STATED TASK A
Pick out every line of the records below that contains the word "blouse", and copy each one. Case counts.

DOCUMENT EXTRACT
───

Primitive of Reciprocal of a x squared plus b x plus c/b equal to 0/Proof 2
Theorem
Let $a \in \R_{\ne 0}$.
Let $b = 0$.
Then:
- $\ds \int \frac {\d x} {a x^2 + b x + c} = \begin{cases}
\dfrac 1 {\sqrt {a c} } \map \arctan {x \sqrt {\dfrac a c} } + C & : a c > 0 \\ \dfrac 1 {2 \sqrt {-a c} } \ln \size {\dfrac {a x - \sqrt {-a c} } {a x + \sqrt {-a c} } } + C & : a c < 0 \\ \dfrac {-1} {a x} + C & : c = 0 \end{cases}$
Proof
Let $b = 0$.

───

Records:
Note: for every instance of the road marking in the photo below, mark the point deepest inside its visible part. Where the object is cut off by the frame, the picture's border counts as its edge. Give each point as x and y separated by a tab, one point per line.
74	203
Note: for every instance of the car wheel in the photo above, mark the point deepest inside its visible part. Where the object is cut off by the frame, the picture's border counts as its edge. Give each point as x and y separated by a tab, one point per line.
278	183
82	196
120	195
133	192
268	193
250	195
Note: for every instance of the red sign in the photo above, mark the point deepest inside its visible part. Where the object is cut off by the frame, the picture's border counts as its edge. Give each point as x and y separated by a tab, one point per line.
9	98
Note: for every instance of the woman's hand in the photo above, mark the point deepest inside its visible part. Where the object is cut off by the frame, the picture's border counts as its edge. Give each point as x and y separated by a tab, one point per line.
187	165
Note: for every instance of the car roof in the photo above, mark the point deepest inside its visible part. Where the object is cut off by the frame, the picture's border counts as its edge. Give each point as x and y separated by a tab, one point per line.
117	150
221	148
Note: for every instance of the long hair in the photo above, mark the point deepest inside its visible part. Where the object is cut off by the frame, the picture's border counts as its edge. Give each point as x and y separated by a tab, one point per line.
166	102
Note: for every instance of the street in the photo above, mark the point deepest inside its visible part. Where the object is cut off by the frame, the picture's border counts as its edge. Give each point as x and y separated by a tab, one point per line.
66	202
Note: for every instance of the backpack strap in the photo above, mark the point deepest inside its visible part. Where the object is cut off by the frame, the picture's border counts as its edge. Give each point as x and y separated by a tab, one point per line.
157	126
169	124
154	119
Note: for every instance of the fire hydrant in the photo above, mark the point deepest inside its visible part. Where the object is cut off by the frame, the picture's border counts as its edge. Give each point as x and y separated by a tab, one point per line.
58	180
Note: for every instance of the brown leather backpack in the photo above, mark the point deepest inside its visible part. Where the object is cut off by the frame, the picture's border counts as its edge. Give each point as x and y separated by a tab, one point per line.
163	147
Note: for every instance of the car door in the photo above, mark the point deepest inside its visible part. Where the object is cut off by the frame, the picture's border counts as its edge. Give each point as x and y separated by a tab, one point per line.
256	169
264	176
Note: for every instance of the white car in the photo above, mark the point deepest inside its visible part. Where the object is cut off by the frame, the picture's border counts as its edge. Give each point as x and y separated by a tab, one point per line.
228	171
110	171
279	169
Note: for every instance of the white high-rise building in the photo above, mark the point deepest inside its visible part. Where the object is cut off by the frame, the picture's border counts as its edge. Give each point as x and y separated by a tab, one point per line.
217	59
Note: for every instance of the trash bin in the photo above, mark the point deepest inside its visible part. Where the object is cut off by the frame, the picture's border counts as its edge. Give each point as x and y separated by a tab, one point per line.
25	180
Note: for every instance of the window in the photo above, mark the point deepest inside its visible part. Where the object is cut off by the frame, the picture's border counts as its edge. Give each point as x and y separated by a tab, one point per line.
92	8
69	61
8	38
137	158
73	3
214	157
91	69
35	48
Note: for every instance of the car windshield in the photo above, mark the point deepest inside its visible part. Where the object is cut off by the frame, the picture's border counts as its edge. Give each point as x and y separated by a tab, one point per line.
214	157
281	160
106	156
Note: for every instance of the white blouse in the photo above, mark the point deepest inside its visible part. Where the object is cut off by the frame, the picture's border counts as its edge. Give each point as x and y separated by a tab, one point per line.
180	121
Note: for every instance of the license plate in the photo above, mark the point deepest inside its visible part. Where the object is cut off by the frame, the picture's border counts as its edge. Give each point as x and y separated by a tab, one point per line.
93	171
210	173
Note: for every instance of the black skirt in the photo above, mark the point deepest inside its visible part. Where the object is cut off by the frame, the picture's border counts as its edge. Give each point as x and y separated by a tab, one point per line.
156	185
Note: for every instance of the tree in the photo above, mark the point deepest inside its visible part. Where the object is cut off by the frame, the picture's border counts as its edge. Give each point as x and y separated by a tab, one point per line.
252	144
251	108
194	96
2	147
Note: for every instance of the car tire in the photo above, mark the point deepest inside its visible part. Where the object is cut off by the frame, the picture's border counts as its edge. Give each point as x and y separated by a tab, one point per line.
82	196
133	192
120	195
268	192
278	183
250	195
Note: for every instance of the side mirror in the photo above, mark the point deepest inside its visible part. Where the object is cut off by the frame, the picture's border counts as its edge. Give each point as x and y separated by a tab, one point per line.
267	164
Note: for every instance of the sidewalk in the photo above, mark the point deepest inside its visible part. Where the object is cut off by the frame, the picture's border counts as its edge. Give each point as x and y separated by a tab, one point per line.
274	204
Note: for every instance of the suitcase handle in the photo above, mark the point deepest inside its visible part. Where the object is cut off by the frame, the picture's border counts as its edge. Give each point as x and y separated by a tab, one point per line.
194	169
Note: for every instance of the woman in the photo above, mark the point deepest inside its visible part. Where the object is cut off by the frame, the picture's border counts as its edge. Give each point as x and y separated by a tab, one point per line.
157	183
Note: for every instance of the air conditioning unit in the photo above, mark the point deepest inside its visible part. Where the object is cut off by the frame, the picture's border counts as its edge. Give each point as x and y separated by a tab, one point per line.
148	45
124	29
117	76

───

STATED TASK B
Go on with the proof of the primitive of the reciprocal of a x squared plus b x plus c for b equal to 0, starting where it stops.

EXERCISE OUTPUT A
Note: for every instance of the white blouse in the photo above, mark the point deepest inside its visible part. Where the object is cut off by the frame, the picture's border counts as its edge. Give each point as x and y separated by a tab, one point per line.

EXERCISE OUTPUT B
From Primitive of Reciprocal of a x squared plus b x plus c, we have:
- $\ds \int \frac {\d x} {a x^2 + b x + c} = \begin{cases}
\dfrac 2 {\sqrt {4 a c - b^2} } \map \arctan {\dfrac {2 a x + b} {\sqrt {4 a c - b^2} } } + C & : b^2 - 4 a c < 0 \\ \dfrac 1 {\sqrt {b^2 - 4 a c} } \ln \size {\dfrac {2 a x + b - \sqrt {b^2 - 4 a c} } {2 a x + b + \sqrt {b^2 - 4 a c} } } + C & : b^2 - 4 a c > 0 \\ \dfrac {-2} {2 a x + b} + C & : b^2 = 4 a c \end{cases}$
Let $a c > 0$.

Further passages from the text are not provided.